## Begin Excerpt to read
Hm, you might want to ask on the dev list if you don't get a good answer here. I'm also trying to decipher this part of the code as I'm having issues with predicate pushes. I can see (in master branch) that the SQL codepath (which is taken if you don't convert the metastore) C:\spark-master\sql\core\src\main\scala\org\apache\spark\sql\parquet\ParquetTableOperations.scala around line 107 pushed the parquet filters into a hadoop configuration object . Spark1.2 has similar code in the same file, via method ParquetInputFormat.setFilterPredicate. But I think in the case where you go through HiveTableScan you'd go through C:\spark-master\sql\hive\src\main\scala\org\apache\spark\sql\hive\TableReader.scala and I don't see anything happening with the filters there. But I'm not a dev on this project -- mostly I'm really interested in the answer. Please do update if you figure this out!

On Mon, Jan 19, 2015 at 8:02 PM, Xiaoyu Wang <wangxy.jd@gmail.com> wrote:
The spark.sql.parquet.filterPushdown=true has been turned on. But set spark.sql.hive.convertMetastoreParquet to false. the first parameter is lose efficacy!!!

2015-01-20 6:52 GMT+08:00 Yana Kadiyska <yana.kadiyska@gmail.com>:
If you're talking about filter pushdowns for parquet files this also has to be turned on explicitly. Try  spark.sql.parquet.filterPushdown=true . It's off by default

On Mon, Jan 19, 2015 at 3:46 AM, Xiaoyu Wang <wangxy.jd@gmail.com> wrote:
Yes it works!
## End Excerpt to read
◆ Jobs
1. Using the thread on Spark filter pushdown, decide whether each statement agrees with it: (a) The spark.sql.parquet.filterPushdown setting is off by default. (b) The writer of the first message is a developer on the project. (c) Spark 1.2 sets the filters through the method ParquetInputFormat.setFilterPredicate. Answer yes or no for each, and quote the words from the thread that settle it.
2. Report every line of the entries that contains the string "sweatshirt".
## Begin Provided information
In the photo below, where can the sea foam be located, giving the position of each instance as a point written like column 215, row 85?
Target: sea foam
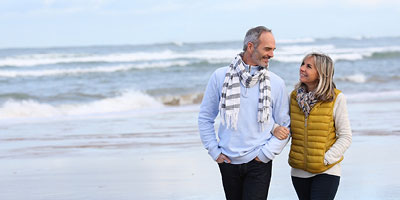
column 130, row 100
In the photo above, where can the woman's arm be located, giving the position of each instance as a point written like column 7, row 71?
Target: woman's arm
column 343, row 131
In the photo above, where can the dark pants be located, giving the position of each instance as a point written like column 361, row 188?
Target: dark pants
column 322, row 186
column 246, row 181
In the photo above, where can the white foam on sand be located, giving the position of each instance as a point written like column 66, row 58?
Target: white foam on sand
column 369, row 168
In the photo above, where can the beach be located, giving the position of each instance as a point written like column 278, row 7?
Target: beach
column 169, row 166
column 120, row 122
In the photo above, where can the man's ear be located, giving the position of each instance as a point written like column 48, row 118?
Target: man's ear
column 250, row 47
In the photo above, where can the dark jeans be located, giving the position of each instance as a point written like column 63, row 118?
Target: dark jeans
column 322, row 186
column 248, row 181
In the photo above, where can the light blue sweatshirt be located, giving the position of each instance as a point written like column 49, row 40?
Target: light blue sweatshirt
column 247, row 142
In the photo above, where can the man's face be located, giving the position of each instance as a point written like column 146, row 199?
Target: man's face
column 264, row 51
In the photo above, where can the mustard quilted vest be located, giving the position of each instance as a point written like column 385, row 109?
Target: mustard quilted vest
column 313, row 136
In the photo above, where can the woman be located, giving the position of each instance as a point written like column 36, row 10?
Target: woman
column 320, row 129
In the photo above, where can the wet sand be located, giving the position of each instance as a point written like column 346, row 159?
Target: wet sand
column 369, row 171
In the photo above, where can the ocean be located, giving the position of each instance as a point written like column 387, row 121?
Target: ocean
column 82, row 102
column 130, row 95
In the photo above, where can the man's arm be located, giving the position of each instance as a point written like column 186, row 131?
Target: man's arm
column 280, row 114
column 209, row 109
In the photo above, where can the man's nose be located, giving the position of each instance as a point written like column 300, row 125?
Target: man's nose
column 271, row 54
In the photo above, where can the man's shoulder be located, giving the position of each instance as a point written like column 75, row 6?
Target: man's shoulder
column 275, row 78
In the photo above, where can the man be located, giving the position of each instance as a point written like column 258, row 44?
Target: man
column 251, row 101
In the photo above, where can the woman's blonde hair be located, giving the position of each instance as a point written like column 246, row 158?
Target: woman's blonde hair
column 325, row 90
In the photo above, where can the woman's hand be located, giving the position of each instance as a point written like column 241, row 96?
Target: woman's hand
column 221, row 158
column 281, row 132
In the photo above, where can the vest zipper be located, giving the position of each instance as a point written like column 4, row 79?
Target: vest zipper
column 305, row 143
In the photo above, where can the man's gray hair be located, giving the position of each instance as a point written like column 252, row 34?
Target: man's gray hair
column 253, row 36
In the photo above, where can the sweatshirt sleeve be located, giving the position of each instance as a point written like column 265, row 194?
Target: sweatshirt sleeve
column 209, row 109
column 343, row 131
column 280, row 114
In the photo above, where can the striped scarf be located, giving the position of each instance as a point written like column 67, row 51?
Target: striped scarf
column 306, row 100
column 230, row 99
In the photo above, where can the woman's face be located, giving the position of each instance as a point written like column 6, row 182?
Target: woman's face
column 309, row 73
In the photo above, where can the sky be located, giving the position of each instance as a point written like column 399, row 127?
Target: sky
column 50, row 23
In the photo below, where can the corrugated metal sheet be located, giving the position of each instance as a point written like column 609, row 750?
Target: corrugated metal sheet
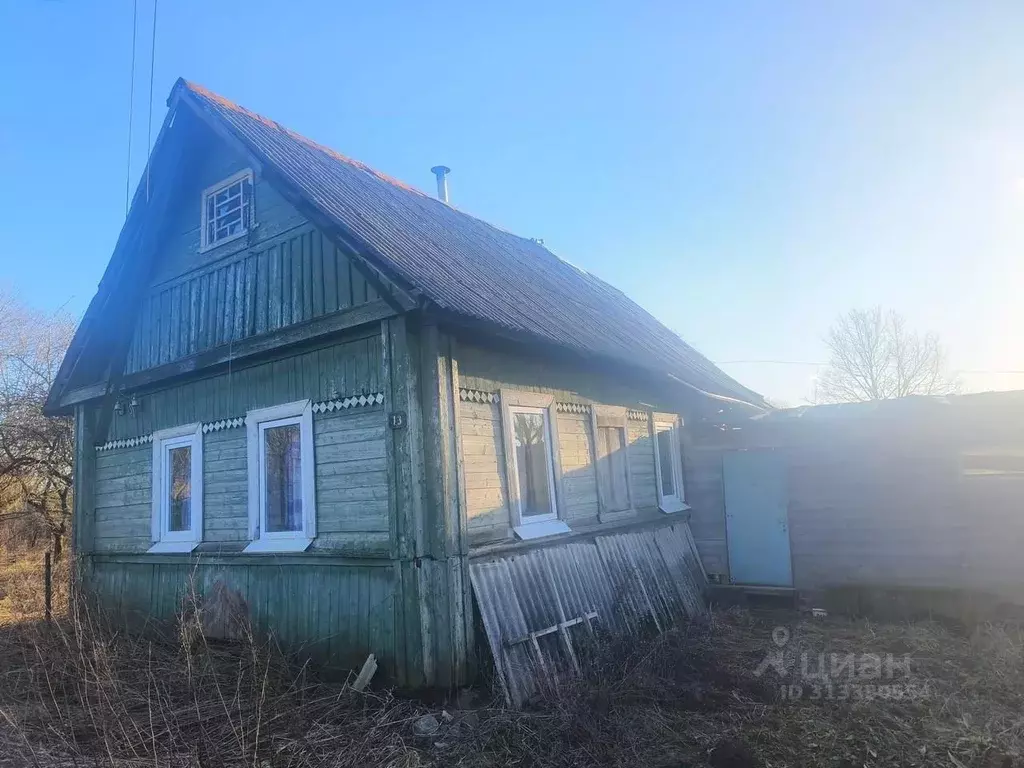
## End Provided information
## Begin Provided information
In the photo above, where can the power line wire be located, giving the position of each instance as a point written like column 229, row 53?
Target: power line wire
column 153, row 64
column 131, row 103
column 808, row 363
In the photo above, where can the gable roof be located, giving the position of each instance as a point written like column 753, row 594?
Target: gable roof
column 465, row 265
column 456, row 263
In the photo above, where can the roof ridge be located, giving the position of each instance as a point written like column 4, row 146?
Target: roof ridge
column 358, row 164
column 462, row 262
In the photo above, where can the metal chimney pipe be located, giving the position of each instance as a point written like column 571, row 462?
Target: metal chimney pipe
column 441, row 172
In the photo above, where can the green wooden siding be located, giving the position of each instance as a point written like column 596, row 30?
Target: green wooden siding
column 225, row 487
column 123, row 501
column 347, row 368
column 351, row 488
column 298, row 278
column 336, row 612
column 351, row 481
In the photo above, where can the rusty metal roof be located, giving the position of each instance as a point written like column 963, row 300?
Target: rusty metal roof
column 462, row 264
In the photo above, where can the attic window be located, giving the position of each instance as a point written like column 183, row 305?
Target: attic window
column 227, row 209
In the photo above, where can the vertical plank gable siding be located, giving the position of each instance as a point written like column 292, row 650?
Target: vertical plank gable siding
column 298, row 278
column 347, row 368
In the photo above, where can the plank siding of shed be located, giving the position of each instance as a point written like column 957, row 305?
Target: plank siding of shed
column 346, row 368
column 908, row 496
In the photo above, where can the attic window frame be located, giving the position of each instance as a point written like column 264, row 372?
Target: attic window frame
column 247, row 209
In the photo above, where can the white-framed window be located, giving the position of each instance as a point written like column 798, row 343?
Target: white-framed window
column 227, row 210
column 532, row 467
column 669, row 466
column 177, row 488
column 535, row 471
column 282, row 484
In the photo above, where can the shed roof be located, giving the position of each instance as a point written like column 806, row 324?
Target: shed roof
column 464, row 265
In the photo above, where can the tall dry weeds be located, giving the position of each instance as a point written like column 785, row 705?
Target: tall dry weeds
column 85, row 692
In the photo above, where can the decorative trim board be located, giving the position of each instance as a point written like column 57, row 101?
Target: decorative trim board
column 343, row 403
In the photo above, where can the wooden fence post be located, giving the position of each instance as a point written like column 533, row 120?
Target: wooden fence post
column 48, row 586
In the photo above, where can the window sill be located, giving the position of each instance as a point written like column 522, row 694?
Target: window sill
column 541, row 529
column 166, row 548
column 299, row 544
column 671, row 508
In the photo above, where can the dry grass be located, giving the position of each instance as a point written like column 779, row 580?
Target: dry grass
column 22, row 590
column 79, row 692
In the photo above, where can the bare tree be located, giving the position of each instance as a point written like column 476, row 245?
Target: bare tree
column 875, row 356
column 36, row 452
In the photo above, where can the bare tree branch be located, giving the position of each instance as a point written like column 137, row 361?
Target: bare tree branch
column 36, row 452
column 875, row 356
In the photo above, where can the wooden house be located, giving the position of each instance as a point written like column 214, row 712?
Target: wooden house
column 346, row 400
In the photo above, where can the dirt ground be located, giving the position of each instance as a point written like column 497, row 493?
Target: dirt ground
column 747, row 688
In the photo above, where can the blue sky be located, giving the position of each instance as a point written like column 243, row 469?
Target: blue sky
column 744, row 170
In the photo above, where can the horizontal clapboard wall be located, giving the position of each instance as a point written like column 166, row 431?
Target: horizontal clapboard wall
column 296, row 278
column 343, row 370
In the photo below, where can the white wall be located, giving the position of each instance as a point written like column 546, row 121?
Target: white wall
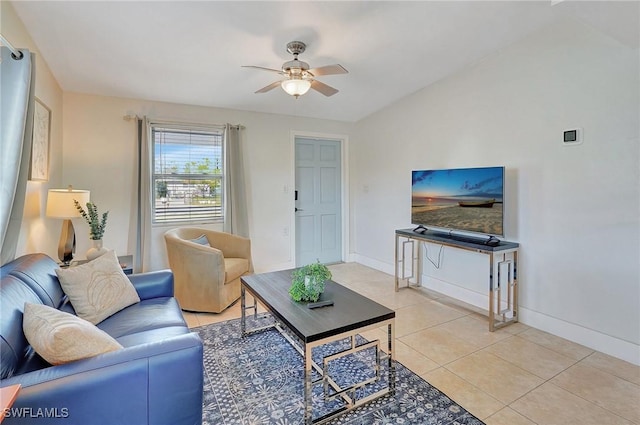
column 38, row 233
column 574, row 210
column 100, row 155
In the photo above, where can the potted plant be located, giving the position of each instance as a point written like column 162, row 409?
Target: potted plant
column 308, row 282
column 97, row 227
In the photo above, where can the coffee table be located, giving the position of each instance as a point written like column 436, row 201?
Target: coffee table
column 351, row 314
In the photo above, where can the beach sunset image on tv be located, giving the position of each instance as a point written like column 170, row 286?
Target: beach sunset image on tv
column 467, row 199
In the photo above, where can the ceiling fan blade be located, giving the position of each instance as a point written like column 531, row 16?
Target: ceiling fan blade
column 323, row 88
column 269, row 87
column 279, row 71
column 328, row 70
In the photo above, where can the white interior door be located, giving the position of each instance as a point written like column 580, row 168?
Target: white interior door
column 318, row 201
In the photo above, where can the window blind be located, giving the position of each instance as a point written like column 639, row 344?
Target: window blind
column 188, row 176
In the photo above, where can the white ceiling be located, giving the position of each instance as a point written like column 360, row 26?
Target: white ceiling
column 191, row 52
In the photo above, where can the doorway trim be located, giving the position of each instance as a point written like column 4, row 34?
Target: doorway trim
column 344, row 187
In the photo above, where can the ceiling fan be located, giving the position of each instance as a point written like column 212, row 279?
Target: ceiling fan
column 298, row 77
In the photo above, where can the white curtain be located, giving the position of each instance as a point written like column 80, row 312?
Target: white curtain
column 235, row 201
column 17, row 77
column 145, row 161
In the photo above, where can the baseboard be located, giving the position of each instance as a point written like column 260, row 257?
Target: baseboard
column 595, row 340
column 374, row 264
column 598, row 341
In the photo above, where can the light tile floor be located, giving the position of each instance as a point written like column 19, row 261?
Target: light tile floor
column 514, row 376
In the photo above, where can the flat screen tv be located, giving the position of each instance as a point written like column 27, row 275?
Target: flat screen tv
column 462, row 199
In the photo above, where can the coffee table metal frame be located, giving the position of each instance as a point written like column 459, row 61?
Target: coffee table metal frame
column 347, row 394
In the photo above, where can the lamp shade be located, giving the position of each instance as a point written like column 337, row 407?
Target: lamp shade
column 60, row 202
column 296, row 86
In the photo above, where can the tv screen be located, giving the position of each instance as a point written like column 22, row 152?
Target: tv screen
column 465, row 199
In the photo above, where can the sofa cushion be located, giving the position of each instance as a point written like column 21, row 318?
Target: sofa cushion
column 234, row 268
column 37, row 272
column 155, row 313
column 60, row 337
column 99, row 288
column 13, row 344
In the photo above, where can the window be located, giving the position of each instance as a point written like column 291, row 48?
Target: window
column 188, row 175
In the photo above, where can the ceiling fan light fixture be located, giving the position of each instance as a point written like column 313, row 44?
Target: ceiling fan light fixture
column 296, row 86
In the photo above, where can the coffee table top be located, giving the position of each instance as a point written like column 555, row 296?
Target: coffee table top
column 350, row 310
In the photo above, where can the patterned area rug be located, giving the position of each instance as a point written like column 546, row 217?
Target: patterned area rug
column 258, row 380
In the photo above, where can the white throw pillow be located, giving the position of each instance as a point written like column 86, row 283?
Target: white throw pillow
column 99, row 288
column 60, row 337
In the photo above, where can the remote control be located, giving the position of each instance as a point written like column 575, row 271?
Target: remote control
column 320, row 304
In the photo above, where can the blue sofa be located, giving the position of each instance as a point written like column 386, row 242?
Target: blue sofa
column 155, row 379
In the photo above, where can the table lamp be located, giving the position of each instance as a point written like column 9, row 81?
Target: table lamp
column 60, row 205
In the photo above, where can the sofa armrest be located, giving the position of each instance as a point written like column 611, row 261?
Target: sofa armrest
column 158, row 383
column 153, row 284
## End Provided information
◆ Replies
1.
(a) Yes: "It's off by default"
(b) No: "But I'm not a dev on this project"
(c) Yes: "Spark1.2 has similar code in the same file, via method ParquetInputFormat.setFilterPredicate."

2.
In the photo above, where can the light blue sweatshirt be located, giving the position of each instance as a point written like column 49, row 40?
Target: light blue sweatshirt
In the photo above, where can the sweatshirt sleeve be located, giving the position of each instance as a point written like column 265, row 194?
Target: sweatshirt sleeve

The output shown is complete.